Copy the material word for word, from its beginning through the line that contains "737 1046 L 739", with both ends included. Leave out the pictures.
** START OF The input **
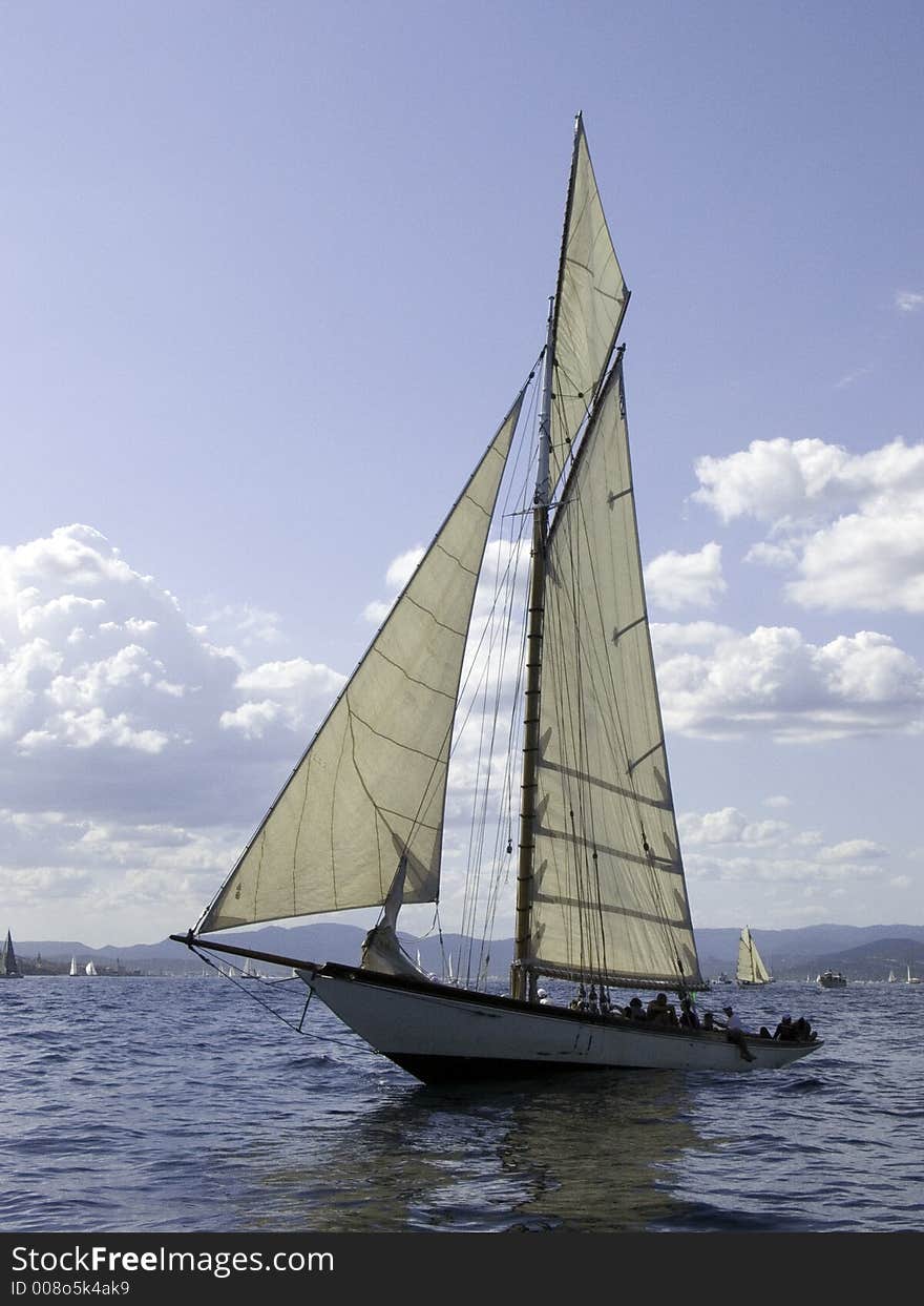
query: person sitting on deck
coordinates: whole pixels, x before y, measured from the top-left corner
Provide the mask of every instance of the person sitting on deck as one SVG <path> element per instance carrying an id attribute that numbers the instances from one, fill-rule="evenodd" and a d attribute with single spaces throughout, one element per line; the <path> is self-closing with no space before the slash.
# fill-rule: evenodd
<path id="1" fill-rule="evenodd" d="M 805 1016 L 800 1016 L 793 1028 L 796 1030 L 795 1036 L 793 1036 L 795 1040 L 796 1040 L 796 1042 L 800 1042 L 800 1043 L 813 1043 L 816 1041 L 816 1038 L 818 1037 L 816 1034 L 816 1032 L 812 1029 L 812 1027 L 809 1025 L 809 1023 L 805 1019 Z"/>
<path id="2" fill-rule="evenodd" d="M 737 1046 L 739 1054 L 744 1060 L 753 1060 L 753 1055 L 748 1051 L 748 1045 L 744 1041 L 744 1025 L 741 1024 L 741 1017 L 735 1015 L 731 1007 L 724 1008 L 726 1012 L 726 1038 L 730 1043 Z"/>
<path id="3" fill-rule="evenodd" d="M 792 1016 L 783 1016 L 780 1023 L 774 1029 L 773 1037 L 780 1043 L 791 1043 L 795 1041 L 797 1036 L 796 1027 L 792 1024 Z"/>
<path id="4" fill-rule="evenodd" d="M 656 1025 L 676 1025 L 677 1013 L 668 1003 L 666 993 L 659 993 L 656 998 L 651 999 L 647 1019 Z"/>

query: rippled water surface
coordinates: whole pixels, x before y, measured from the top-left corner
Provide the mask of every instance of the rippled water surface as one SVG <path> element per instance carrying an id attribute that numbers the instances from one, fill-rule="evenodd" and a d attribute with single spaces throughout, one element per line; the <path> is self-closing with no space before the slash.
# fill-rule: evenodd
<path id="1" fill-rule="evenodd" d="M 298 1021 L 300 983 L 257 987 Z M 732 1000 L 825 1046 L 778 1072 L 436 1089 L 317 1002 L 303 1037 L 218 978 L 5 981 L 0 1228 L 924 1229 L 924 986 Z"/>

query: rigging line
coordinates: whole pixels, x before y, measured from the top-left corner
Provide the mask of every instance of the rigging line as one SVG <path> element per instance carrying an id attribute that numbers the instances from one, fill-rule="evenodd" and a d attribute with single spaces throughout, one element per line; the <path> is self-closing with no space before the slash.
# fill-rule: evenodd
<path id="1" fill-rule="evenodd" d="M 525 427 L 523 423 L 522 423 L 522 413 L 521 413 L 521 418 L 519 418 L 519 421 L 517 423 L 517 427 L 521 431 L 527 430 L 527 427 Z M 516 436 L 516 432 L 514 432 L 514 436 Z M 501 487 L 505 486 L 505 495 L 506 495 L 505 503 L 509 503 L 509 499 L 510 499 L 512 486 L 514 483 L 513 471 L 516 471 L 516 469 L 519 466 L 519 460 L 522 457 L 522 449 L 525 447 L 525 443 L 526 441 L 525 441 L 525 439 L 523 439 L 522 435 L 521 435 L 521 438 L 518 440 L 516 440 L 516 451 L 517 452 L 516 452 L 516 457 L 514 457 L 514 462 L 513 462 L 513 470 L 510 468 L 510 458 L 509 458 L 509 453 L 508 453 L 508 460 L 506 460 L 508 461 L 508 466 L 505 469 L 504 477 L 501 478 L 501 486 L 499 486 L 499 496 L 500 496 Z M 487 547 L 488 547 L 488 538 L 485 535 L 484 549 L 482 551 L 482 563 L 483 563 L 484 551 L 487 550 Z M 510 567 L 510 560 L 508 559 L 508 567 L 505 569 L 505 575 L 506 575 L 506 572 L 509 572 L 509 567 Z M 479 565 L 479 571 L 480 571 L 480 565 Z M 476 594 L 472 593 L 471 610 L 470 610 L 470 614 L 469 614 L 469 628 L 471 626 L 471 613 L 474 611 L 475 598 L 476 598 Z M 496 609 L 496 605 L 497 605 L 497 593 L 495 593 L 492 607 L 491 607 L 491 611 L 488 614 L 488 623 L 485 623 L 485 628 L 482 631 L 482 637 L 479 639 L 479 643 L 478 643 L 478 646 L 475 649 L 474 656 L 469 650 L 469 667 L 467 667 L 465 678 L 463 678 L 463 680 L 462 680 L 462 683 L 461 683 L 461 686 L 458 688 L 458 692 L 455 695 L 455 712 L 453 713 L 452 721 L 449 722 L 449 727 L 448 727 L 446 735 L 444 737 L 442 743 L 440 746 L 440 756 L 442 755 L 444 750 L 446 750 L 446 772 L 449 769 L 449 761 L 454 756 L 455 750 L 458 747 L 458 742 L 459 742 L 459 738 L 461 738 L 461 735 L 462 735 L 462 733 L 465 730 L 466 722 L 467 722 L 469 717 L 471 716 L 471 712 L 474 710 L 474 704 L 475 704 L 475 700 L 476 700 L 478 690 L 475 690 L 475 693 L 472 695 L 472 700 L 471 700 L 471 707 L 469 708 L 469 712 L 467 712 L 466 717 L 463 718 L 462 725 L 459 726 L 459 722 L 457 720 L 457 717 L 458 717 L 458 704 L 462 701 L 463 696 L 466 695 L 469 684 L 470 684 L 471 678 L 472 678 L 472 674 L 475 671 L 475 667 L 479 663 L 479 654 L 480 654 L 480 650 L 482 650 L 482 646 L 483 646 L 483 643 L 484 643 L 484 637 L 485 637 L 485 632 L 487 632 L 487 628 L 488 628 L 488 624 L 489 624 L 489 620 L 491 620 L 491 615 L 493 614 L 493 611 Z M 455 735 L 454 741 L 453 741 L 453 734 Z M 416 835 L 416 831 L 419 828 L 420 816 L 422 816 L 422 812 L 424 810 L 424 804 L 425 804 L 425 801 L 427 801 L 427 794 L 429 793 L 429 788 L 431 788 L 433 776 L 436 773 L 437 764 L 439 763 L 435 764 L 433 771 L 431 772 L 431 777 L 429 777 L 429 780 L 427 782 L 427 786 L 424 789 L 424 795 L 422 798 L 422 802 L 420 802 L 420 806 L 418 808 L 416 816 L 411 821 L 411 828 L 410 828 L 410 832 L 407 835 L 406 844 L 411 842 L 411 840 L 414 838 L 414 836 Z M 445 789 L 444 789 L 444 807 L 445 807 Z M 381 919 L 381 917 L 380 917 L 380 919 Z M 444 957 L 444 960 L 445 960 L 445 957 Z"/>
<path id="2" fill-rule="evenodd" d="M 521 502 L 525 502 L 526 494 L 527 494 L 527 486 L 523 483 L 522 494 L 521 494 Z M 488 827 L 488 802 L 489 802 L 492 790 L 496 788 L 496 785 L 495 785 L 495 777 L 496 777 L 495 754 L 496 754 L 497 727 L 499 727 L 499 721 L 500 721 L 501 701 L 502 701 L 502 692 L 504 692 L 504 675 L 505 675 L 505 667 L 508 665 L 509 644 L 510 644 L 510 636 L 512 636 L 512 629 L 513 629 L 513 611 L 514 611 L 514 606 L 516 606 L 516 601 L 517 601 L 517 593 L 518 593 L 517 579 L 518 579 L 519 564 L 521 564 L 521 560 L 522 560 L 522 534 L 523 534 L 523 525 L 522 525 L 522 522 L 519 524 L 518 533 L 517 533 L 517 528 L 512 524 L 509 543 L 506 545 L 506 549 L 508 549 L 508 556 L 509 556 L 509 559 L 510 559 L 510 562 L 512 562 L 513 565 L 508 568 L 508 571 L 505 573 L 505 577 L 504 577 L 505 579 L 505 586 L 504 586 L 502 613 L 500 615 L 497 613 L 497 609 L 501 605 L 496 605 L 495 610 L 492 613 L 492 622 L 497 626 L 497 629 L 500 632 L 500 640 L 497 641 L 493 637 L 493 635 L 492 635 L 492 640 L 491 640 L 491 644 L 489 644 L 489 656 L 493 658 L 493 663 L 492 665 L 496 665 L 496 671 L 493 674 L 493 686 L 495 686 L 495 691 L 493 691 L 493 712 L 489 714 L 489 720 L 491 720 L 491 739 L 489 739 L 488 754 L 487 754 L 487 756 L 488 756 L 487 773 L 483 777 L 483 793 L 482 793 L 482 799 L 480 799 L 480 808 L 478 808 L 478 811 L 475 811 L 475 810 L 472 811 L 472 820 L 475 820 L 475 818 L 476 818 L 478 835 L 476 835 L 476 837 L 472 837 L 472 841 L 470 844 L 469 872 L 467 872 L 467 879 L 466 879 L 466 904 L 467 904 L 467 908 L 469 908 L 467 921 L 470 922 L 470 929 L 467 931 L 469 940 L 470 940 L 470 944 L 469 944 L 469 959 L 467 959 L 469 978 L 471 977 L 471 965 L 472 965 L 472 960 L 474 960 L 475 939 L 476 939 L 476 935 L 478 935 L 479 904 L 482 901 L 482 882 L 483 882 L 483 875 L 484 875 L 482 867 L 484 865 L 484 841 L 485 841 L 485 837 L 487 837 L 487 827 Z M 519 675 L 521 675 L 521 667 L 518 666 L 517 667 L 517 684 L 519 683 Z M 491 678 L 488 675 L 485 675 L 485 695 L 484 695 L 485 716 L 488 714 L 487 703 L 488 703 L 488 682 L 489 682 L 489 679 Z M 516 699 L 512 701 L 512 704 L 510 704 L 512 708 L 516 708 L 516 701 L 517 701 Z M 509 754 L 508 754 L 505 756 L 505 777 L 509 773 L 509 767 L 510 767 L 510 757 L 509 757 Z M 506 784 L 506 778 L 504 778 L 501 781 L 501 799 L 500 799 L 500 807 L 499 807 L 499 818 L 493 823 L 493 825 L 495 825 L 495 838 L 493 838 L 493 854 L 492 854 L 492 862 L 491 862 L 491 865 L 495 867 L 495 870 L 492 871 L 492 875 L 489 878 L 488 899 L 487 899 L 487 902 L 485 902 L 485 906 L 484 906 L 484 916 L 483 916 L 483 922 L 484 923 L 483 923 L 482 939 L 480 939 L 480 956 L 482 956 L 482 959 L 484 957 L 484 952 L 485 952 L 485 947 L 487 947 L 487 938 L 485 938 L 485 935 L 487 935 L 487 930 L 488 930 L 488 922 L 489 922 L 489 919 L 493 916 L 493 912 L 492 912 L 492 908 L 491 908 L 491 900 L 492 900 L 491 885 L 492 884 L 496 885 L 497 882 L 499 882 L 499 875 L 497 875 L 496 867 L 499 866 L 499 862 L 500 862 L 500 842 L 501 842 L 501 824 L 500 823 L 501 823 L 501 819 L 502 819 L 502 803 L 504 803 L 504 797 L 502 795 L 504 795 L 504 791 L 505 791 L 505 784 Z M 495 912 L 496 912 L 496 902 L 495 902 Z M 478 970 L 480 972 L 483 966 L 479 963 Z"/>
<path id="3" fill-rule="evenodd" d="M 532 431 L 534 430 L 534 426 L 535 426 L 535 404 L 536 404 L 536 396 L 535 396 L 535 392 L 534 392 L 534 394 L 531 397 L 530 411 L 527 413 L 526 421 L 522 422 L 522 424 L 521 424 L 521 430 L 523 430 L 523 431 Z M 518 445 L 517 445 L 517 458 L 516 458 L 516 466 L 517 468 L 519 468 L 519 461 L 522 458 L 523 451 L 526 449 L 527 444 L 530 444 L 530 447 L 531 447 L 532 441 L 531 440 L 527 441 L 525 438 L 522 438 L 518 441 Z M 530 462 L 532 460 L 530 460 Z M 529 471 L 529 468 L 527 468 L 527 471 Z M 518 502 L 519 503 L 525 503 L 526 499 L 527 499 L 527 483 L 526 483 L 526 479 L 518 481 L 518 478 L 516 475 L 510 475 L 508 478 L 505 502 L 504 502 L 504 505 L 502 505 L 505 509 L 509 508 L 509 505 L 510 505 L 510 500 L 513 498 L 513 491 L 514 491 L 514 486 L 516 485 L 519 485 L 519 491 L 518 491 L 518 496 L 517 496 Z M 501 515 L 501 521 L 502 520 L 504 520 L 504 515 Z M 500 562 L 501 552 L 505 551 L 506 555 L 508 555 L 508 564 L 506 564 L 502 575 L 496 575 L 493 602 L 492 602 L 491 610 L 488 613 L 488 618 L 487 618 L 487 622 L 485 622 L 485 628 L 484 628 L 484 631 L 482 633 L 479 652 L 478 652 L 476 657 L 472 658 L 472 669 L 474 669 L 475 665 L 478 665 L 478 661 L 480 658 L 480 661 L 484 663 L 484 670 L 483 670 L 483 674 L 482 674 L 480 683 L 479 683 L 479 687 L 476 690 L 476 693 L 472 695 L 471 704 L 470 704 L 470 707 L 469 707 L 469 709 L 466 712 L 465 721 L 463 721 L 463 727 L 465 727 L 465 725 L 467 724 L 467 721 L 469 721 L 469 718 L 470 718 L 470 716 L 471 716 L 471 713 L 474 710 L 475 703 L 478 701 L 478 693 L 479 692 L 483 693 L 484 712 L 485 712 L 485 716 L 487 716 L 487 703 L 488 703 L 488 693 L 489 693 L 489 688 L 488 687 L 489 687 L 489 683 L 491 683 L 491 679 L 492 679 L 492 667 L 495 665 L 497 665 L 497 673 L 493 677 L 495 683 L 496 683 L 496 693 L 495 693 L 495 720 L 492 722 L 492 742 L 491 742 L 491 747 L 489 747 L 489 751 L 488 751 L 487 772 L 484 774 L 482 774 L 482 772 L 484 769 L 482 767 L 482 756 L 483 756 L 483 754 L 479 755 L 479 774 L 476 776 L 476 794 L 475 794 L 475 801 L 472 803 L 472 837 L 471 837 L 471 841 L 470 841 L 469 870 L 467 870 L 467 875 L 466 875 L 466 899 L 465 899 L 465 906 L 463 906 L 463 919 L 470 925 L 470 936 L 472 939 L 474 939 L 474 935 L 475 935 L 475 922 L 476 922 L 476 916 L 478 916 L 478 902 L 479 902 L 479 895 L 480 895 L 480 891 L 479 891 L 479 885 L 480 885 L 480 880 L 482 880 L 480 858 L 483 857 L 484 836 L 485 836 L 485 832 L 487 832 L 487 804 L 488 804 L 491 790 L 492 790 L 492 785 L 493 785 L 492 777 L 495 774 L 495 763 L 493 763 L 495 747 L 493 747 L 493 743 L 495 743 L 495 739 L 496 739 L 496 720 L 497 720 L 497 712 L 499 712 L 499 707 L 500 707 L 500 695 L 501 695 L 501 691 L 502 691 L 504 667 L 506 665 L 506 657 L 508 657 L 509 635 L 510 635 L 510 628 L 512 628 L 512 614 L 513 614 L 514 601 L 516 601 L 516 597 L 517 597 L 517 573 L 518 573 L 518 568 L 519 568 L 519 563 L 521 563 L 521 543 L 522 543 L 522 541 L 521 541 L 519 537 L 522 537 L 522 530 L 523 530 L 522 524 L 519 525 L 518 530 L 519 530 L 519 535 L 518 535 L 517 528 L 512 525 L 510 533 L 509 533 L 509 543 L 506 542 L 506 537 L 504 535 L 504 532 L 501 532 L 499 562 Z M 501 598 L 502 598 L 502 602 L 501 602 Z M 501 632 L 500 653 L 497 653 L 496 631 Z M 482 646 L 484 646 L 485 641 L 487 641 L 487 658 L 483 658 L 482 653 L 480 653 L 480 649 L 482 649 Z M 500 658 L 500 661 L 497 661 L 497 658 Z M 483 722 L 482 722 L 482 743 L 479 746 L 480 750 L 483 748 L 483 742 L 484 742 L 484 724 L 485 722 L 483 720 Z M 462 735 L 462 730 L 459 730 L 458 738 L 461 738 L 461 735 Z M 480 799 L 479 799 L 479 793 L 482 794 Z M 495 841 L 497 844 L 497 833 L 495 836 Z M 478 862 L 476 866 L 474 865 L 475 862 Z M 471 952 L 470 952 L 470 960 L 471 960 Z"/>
** END OF The input **
* **Final result**:
query: person sitting on deck
coordinates: whole pixels, x before y, measured from the top-left corner
Provide the mask of every instance of the person sitting on deck as one SVG <path> element per instance carrying an id attribute that numbers the instances from one, fill-rule="evenodd" and a d attribute with single spaces throughout, one element per line; the <path> is self-closing with no space before the slash.
# fill-rule: evenodd
<path id="1" fill-rule="evenodd" d="M 805 1016 L 800 1016 L 793 1028 L 796 1030 L 795 1036 L 793 1036 L 795 1040 L 796 1040 L 796 1042 L 800 1042 L 800 1043 L 813 1043 L 816 1041 L 816 1038 L 818 1037 L 816 1034 L 816 1032 L 812 1029 L 812 1027 L 809 1025 L 809 1023 L 805 1019 Z"/>
<path id="2" fill-rule="evenodd" d="M 737 1046 L 739 1054 L 744 1060 L 753 1060 L 753 1055 L 748 1051 L 748 1045 L 744 1041 L 744 1025 L 741 1024 L 741 1017 L 735 1015 L 731 1007 L 724 1008 L 726 1012 L 726 1038 L 730 1043 Z"/>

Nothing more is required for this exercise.